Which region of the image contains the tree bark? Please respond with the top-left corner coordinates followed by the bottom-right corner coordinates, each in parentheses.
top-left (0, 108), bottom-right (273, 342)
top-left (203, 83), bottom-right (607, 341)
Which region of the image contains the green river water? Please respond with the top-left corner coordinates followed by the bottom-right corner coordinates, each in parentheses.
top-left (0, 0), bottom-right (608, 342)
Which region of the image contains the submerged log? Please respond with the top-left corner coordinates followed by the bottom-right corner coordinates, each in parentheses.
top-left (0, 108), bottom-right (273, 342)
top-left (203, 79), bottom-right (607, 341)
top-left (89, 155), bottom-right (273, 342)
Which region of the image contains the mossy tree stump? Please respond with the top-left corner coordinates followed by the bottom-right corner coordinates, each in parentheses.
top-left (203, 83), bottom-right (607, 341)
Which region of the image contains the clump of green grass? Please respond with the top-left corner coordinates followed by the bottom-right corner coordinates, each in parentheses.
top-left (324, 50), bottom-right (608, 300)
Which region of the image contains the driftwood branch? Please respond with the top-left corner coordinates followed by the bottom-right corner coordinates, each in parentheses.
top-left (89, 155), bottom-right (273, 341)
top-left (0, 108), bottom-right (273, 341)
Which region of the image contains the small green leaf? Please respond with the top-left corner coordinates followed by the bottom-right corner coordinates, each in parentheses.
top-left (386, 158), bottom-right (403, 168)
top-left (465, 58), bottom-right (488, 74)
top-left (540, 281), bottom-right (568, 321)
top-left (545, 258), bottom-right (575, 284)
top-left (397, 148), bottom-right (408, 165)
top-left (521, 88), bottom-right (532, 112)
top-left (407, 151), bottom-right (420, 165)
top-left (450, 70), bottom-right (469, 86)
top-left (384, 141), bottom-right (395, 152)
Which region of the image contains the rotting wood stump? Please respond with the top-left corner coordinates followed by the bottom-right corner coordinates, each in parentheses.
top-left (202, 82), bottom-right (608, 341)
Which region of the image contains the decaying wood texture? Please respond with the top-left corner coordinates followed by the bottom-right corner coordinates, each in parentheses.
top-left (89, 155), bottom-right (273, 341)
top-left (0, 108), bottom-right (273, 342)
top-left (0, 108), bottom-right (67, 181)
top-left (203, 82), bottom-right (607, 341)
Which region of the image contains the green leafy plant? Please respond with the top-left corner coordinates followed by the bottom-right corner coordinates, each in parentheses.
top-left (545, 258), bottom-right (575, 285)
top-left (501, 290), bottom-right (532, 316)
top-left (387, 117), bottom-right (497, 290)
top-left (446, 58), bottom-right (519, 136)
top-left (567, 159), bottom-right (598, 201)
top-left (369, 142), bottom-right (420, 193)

*What to produce*
Can you locate every line in the data above that contains the word "Which" and copy each of those lines in full? Case matters, so count only matches with the same capitalization.

*Exercise response*
Which region of the image contains the tree bark? Please respond with the top-left corner coordinates followed by the bottom-right corner coordinates, each in parentheses.
Which region of the image contains the green river water? Please respond with the top-left corner coordinates followed by the bottom-right corner coordinates, each in parentheses.
Which region of the image contains the submerged log? Please respond with the top-left corner coordinates followed by the bottom-right corner coordinates, each in parentheses.
Which region of the image contains the mossy tree stump? Please respond with the top-left corner coordinates followed by the bottom-right corner coordinates, each in parentheses.
Which region of the image contains the clump of green grass? Please respond with the top-left corner coordinates followed by the bottom-right corner coordinates, each in parentheses.
Which region of the image contains the driftwood branch? Please respond with the top-left corner coordinates followed by the bottom-right corner coordinates, each in parentheses.
Which region of the image contains the small green leaf? Please respond with the top-left corner coordinates followed by the bottom-right corner coordinates, each in parentheses.
Which region of the image contains the rotting wood stump? Please respond with the top-left corner coordinates followed by the bottom-right corner coordinates, each in parentheses.
Which region of the image contains the decaying wood texture? Please respond with the top-left corner coordinates followed by the bottom-right corner coordinates, each in parentheses.
Which region of the image contains the green leafy plant? Please respond with the top-left corner coordinates followed by the bottom-right corner coordinates, each in parentheses.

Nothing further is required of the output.